--- Instructions for the task ---
Say whether each statement below agrees with the passage on absolutism and relativism: (a) the challenge is to blend absolutism and relativism consciously and in a disciplined way; (b) the person addressed takes offense at the claim that a trained surgeon is more competent to perform surgery than a lay person; (c) the ideology of the person addressed holds up under careful scrutiny. Answer each with yes or no and quote the deciding words of the passage.

--- Selected text ---
####

We all take stands and adhere to ideologies that somehow blend bits of “absolutism” with bits of relativism; the challenge is to do so consciously and in a disciplined way, such that we create the most useful frameworks through which to understand a complex and subtle reality.

Those who simply follow blind passions instead tend to get it wrong both ways. You are relativistic about reason and knowledge, arguing as if any assertion of facts or attempt at reasoned argumentation is equal to any other, regardless of the accuracy of the facts or soundness of the reasoning. But knowledge and skill do matter (going to the trouble of acquiring reliably derived information, of getting training in analytical skills, and utilizing them in an attempt to best understand complex social issues is more useful than not doing so).

In matters of public policy, you belong to an ideology which takes offense at such assertions, though you take no such offense at the similar assertion that, for instance, a trained surgeon (or lawyer, or carpenter, or accountant…) is more competent to perform surgery (or practice law, carpentry, or accounting…) than a lay person. This is because your ideology depends on doing the opposite of what your screen name claims you do: it is based on a dogged lack of thought, and it falls apart under careful scrutiny.

####

--- Exercise data ---

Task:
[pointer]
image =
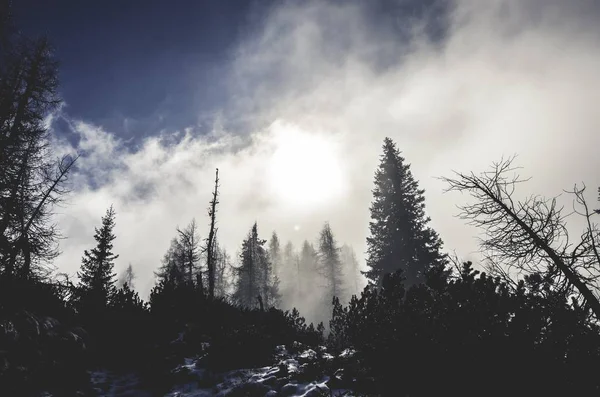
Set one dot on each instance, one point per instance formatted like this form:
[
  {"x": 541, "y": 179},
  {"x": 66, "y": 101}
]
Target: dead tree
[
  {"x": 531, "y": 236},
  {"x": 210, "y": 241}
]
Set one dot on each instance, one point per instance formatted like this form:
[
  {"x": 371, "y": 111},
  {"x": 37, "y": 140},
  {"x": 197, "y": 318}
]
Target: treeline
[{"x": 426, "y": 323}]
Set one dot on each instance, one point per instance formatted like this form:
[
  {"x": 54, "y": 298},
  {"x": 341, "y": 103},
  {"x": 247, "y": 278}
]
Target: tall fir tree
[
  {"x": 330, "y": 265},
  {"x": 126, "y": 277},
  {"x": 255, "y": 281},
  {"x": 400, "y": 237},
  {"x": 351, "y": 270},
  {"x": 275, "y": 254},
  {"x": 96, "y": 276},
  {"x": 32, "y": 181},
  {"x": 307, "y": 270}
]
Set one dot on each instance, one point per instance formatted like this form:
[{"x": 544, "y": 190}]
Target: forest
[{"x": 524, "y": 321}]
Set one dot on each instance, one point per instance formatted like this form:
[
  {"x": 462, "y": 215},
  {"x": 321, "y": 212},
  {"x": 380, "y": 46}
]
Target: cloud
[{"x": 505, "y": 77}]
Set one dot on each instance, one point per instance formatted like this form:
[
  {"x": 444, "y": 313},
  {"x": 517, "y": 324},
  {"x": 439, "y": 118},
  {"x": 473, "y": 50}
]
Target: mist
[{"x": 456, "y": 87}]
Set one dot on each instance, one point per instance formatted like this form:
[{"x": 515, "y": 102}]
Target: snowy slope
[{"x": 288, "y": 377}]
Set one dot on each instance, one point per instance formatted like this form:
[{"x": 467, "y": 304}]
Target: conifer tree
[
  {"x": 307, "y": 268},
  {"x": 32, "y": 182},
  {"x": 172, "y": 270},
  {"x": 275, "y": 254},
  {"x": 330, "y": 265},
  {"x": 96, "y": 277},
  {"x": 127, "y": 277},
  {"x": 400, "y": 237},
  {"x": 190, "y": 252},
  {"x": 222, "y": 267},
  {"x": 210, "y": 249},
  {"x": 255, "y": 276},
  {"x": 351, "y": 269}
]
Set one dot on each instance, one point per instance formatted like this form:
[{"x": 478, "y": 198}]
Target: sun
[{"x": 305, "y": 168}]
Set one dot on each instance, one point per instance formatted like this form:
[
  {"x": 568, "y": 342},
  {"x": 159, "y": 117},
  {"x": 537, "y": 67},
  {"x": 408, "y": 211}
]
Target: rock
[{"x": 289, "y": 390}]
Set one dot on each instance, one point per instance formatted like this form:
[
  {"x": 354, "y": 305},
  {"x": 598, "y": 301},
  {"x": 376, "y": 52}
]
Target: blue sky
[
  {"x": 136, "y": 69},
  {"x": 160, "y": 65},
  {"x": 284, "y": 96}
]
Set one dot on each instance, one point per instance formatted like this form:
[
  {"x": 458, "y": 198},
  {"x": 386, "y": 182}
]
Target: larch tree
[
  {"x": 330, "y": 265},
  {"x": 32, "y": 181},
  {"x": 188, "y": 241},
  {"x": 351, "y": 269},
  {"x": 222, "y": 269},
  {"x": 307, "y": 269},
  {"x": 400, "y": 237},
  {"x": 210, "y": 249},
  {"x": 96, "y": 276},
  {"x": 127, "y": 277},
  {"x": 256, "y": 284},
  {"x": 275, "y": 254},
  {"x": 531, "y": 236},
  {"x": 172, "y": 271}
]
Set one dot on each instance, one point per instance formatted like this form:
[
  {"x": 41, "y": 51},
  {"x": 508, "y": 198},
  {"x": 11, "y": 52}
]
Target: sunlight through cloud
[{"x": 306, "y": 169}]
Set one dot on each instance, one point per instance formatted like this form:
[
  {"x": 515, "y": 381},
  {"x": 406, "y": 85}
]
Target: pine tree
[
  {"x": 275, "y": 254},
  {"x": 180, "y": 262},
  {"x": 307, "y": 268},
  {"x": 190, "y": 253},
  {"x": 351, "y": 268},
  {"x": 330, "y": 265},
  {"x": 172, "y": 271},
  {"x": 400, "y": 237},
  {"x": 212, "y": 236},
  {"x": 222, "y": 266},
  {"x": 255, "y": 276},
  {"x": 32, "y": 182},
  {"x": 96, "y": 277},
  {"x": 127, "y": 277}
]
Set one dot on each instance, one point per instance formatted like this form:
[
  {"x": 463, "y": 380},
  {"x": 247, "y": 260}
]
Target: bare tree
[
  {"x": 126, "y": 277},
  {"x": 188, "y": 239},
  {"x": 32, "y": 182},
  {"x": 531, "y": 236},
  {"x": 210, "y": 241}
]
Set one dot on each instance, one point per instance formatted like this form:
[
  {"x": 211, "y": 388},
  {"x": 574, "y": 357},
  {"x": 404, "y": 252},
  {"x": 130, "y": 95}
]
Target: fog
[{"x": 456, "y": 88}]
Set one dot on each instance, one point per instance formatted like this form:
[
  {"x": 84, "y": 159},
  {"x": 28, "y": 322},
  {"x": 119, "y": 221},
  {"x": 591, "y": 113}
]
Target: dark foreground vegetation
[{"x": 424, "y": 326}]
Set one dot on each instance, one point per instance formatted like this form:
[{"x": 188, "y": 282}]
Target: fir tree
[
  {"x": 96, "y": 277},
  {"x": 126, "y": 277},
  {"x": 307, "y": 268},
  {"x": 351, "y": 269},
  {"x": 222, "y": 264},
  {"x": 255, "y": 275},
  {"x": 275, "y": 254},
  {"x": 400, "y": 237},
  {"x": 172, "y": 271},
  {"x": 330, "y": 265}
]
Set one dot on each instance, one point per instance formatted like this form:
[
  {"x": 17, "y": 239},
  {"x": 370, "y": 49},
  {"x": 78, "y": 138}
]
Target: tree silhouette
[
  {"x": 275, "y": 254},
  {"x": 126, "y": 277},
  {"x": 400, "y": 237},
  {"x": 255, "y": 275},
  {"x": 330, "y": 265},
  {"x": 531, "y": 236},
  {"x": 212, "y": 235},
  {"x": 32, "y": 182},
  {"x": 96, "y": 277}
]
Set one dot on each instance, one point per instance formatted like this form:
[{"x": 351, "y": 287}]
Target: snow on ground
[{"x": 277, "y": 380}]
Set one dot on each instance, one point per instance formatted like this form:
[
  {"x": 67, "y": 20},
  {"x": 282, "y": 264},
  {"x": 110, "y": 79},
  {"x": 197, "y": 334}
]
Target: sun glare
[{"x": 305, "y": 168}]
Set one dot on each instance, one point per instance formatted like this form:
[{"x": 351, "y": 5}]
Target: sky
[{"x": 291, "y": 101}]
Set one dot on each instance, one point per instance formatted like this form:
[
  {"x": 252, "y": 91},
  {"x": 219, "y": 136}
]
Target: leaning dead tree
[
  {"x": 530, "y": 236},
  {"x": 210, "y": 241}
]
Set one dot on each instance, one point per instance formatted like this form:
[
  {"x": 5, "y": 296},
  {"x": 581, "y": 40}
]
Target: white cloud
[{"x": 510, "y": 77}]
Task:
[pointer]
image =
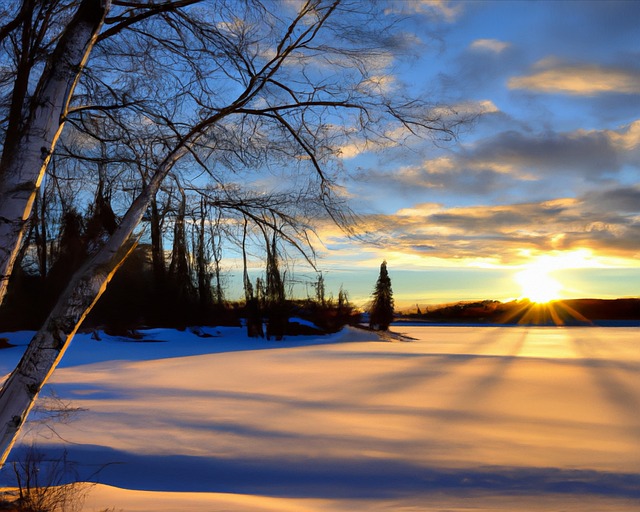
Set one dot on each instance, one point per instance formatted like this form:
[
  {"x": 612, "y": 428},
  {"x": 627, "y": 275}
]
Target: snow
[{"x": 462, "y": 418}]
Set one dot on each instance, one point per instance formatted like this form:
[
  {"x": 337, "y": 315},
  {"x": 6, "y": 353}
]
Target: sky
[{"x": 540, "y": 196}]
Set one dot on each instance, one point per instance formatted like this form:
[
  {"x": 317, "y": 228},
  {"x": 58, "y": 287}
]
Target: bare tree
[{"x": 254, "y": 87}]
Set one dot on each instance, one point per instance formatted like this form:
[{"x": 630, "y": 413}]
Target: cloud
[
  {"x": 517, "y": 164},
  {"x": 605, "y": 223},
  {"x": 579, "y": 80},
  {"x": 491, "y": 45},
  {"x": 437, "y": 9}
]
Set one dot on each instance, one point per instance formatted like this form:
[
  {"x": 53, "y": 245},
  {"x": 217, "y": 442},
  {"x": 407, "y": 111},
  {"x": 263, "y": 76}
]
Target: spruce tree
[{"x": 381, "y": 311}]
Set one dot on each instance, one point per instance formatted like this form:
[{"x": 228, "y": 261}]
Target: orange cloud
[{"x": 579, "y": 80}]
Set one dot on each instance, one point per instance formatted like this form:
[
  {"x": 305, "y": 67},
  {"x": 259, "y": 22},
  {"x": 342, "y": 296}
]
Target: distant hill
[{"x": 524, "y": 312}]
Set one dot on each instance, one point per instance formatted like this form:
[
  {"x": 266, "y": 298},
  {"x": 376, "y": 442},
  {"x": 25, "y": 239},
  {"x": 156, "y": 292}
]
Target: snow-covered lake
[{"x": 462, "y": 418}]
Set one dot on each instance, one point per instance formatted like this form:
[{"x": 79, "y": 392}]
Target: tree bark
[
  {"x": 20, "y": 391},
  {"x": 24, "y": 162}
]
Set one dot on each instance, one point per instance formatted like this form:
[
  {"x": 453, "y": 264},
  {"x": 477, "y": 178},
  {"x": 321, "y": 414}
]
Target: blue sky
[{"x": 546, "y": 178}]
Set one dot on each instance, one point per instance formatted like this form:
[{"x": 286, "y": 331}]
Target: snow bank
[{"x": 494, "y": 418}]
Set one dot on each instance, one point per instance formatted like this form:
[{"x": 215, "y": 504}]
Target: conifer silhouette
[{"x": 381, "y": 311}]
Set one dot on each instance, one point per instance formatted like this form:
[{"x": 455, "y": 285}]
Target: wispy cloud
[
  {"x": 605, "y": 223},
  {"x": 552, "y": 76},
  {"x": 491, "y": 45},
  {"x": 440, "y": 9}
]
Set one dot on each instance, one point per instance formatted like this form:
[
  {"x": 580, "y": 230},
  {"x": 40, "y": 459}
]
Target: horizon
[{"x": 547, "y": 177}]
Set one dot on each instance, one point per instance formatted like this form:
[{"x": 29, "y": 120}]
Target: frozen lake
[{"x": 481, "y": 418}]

####

--- Task answer ---
(a) Yes: "the challenge is to do so consciously and in a disciplined way"
(b) No: "you take no such offense at the similar assertion that, for instance, a trained surgeon (or lawyer, or carpenter, or accountant…) is more competent to perform surgery"
(c) No: "it falls apart under careful scrutiny"